Records
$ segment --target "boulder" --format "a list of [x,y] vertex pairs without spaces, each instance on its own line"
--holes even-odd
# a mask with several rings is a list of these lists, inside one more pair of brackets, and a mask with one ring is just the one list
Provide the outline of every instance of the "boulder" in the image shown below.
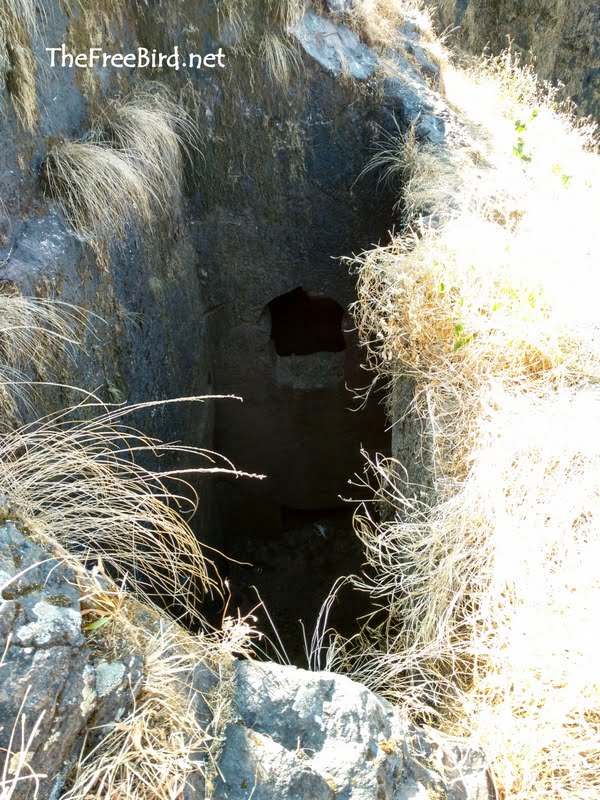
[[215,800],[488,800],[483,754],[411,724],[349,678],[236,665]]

Task goal
Your copy of the entries must be exact and must not include any of their pictures.

Answer to the problem
$ segment --target "boulder" --format "a list of [x,y] vertex pairs without spaces, each instance on its own line"
--holes even-odd
# a mask with several rings is a list of these lists, inside one more pair of brackets, and a mask with one ring is just the one list
Provide the outline of every instance of the "boulder" in the image shown below.
[[215,800],[488,800],[483,754],[411,724],[349,678],[236,665]]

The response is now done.